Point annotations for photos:

··········

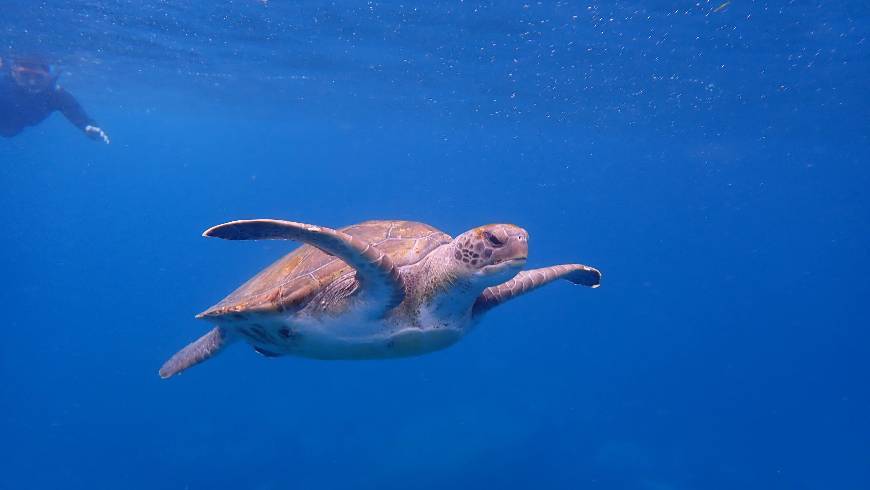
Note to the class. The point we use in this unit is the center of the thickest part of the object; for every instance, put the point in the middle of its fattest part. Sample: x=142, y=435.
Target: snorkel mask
x=33, y=75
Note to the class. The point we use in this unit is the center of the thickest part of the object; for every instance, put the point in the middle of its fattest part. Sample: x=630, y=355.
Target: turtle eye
x=492, y=239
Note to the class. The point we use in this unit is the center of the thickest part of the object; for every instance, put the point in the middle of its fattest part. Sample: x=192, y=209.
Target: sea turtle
x=377, y=289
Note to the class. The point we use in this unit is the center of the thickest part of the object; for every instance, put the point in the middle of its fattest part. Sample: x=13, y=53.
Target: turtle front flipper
x=203, y=348
x=379, y=278
x=528, y=280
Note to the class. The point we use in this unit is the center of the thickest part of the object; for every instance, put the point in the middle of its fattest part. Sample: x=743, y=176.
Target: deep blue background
x=712, y=162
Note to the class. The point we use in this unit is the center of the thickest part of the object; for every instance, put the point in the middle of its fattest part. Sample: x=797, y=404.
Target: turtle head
x=491, y=254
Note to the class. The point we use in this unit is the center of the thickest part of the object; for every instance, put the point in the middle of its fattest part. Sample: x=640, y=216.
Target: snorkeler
x=29, y=93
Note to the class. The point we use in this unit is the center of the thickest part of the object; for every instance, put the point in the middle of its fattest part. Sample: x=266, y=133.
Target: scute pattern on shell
x=290, y=282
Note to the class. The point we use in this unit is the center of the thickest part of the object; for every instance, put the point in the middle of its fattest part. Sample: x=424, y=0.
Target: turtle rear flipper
x=196, y=352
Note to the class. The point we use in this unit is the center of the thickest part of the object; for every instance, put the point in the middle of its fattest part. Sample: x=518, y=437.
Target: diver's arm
x=69, y=106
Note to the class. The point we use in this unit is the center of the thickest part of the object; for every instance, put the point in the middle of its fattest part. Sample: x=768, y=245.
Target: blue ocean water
x=709, y=157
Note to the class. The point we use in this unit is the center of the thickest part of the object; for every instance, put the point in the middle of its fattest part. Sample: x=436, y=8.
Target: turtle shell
x=290, y=282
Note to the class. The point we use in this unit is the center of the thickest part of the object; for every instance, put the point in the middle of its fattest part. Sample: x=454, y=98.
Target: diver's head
x=32, y=73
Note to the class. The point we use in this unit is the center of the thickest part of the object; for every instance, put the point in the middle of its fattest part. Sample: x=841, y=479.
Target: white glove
x=96, y=133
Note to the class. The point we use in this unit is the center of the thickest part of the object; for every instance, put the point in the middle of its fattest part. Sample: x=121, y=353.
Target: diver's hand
x=96, y=134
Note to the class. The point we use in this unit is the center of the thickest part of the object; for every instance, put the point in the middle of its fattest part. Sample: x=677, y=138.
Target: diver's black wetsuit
x=20, y=108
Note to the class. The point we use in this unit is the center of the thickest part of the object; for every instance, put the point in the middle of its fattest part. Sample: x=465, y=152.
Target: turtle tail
x=203, y=348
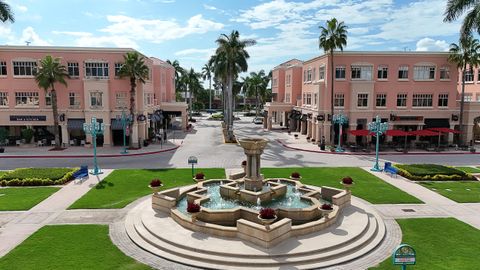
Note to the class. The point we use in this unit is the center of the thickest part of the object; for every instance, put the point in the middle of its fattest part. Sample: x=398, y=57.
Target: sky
x=186, y=30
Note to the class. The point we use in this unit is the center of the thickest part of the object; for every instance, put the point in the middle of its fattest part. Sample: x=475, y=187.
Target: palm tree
x=6, y=13
x=232, y=57
x=471, y=22
x=207, y=75
x=465, y=54
x=135, y=69
x=332, y=37
x=48, y=73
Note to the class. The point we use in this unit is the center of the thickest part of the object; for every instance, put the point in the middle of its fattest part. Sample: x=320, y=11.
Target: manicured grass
x=461, y=191
x=69, y=247
x=15, y=199
x=122, y=187
x=440, y=243
x=367, y=186
x=468, y=169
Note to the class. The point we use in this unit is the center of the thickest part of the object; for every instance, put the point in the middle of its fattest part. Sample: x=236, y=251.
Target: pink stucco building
x=94, y=90
x=410, y=90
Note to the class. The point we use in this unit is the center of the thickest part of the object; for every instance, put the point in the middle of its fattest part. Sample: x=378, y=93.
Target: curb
x=90, y=156
x=372, y=154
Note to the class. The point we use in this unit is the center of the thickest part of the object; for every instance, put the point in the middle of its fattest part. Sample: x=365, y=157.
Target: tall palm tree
x=6, y=14
x=136, y=70
x=49, y=72
x=231, y=54
x=207, y=75
x=471, y=22
x=333, y=36
x=465, y=55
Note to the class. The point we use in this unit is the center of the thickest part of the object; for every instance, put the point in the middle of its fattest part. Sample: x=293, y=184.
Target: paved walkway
x=22, y=225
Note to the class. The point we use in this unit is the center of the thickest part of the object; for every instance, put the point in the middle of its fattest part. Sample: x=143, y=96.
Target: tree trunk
x=55, y=118
x=133, y=85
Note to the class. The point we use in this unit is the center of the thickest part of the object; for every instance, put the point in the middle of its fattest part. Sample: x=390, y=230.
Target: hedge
x=37, y=176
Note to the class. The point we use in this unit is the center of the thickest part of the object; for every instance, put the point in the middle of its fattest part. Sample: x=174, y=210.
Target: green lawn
x=468, y=169
x=440, y=243
x=367, y=186
x=122, y=187
x=69, y=247
x=23, y=198
x=461, y=191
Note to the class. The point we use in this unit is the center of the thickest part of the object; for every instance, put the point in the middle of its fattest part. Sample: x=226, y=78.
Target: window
x=3, y=68
x=382, y=73
x=118, y=66
x=98, y=70
x=468, y=75
x=321, y=73
x=24, y=68
x=444, y=73
x=26, y=99
x=362, y=73
x=402, y=100
x=422, y=100
x=73, y=100
x=403, y=72
x=3, y=99
x=381, y=100
x=339, y=100
x=340, y=73
x=96, y=99
x=73, y=70
x=423, y=73
x=48, y=99
x=443, y=100
x=121, y=100
x=362, y=100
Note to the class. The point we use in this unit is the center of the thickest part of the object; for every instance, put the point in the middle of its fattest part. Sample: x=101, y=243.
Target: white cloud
x=428, y=44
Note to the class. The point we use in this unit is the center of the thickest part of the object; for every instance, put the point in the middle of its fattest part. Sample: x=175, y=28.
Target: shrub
x=193, y=207
x=326, y=206
x=155, y=183
x=347, y=180
x=295, y=175
x=267, y=213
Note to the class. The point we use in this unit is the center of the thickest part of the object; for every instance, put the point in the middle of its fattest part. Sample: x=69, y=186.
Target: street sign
x=404, y=255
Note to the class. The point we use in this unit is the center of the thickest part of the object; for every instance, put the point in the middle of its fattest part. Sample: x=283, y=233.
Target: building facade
x=94, y=89
x=409, y=90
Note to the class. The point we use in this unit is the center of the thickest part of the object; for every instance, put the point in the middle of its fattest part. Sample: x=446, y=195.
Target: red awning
x=360, y=132
x=424, y=132
x=396, y=132
x=445, y=130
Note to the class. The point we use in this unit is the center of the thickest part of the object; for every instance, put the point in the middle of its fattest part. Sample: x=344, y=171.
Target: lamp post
x=339, y=119
x=378, y=128
x=94, y=129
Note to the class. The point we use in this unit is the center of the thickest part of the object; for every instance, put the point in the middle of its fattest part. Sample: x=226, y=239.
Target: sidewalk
x=28, y=222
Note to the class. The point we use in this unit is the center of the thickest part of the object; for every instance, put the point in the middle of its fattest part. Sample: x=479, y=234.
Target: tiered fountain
x=303, y=234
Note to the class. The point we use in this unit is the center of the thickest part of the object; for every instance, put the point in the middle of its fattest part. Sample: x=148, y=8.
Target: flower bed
x=432, y=172
x=37, y=176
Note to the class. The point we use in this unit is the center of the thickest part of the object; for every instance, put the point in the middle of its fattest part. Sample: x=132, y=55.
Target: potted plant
x=155, y=185
x=199, y=177
x=267, y=216
x=193, y=209
x=295, y=176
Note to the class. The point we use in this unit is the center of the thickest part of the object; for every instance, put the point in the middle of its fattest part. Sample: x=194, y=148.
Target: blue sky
x=187, y=29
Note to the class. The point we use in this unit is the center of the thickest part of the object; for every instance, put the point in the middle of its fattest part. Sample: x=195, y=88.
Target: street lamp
x=94, y=128
x=339, y=119
x=378, y=128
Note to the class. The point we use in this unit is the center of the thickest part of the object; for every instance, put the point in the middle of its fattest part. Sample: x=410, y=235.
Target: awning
x=445, y=130
x=75, y=124
x=396, y=132
x=423, y=132
x=360, y=132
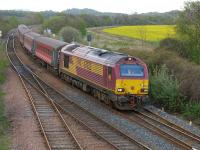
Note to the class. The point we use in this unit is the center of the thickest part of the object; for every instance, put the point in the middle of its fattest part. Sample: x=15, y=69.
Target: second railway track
x=107, y=132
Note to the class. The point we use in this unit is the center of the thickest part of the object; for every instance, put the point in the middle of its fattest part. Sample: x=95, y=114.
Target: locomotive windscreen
x=131, y=70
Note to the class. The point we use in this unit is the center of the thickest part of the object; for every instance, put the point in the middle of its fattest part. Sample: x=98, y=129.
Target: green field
x=4, y=123
x=151, y=33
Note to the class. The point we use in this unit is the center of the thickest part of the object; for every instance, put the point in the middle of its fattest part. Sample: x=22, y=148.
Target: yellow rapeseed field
x=145, y=32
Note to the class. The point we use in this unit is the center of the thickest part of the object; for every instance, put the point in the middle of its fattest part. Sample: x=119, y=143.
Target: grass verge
x=4, y=124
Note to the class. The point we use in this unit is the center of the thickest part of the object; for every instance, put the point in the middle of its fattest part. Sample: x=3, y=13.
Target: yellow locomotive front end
x=132, y=83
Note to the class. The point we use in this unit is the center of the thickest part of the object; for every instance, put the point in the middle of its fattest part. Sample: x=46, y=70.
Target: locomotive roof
x=32, y=35
x=23, y=29
x=50, y=42
x=95, y=54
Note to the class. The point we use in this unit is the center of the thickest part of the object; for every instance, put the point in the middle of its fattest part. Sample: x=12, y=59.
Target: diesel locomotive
x=117, y=79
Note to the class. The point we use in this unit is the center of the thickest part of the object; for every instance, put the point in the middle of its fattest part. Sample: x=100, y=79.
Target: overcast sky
x=120, y=6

··········

* [Your task]: Edit the records from the line holding "Sample: x=3, y=13." through the end of the records, inclusive, replacing "locomotive" with "engine" and leaving everything else unchanged. Give back only those lines.

* [Exercise output]:
Note to the class. The point we use in this unit is the center of the thickest part of the object; for every instance, put the point in the middle of its fattest part. Sample: x=3, y=13.
Target: yellow engine front end
x=132, y=83
Note to the class. The point we use in this unit is the center of the thickest part of the object; for every instance, put the point in the middle of its fattest part. Sample: x=46, y=70.
Target: engine roof
x=32, y=35
x=23, y=29
x=50, y=42
x=95, y=54
Note to the class. The point we use in this unit is the center of the thickest part of the object; for every instance, put the point in the middle of its fattest part. Sample: x=12, y=59.
Target: diesel engine
x=117, y=79
Note to the class. The point we use in this unit is the center of the thickest part of the object; for every instance, put the point in the middle of its fattest part. Sample: x=100, y=79.
Target: overcast sky
x=120, y=6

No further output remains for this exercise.